The demographic time bomb that will hit Canada once the baby boomers retire won’t cause a fiscal crisis, the country’s budget watchdog says.

OTTAWA — The demographic time bomb that will hit Canada once the baby boomers retire won’t cause a fiscal crisis, the country’s budget watchdog says.

In fact, Parliamentary Budget Officer Kevin Page says the federal government has enough fiscal room to enrich benefits for seniors and cut taxes, or increase spending elsewhere, without breaking the bank.

The new report from the PBO released Wednesday suggests that the debate over Old Age Security reform should be about priorities, not necessity as the Harper Conservatives have so far framed it.

Prime Minister Stephen Harper set off a political fire storm at a speech in Davos last month when he put pension reform on the table as part of the government’s agenda to transform Canada’s economy.

Given instruction 1 » Do these statements agree with the excerpt on Canada's budget watchdog? Answer yes or no for each, and quote the deciding words. (a) The PBO report came out on a Wednesday. (b) Harper raised pension reform during a speech in Ottawa. (c) Kevin Page says the federal government lacks the fiscal room to cut taxes.

(Entries from an annotation dataset)

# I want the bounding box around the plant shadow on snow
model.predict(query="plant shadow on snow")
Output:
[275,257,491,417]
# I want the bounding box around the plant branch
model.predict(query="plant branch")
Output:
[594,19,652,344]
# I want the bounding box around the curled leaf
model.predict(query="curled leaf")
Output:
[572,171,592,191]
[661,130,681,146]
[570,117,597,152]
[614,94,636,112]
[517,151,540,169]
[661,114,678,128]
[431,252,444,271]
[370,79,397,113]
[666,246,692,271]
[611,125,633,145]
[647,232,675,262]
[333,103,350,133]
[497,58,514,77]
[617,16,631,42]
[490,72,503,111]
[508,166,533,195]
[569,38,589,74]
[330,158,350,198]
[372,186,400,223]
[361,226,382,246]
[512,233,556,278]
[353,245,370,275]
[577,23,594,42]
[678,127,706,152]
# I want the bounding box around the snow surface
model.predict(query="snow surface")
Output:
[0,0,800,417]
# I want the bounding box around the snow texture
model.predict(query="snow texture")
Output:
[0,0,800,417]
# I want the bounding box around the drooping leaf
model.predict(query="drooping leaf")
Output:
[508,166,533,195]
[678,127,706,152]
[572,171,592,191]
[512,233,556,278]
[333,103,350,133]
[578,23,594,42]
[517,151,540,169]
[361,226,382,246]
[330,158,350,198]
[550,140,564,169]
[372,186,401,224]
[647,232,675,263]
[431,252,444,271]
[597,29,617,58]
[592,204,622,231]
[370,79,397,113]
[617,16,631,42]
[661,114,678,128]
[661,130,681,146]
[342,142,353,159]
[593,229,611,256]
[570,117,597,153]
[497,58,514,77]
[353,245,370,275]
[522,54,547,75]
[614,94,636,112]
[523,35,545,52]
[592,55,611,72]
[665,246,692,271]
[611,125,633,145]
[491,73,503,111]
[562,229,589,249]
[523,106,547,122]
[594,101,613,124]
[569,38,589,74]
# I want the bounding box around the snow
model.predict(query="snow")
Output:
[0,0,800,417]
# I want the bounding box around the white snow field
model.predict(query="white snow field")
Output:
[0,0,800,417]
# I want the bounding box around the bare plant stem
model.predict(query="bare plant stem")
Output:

Given instruction 2 » How many lines of the entries contain the string "predict"? Case counts, so count only exact matches, and reply with the number alone.

Exercise response 1 »
(a) Yes: "The new report from the PBO released Wednesday"
(b) No: "at a speech in Davos last month"
(c) No: "the federal government has enough fiscal room to enrich benefits for seniors and cut taxes"

Exercise response 2 » 9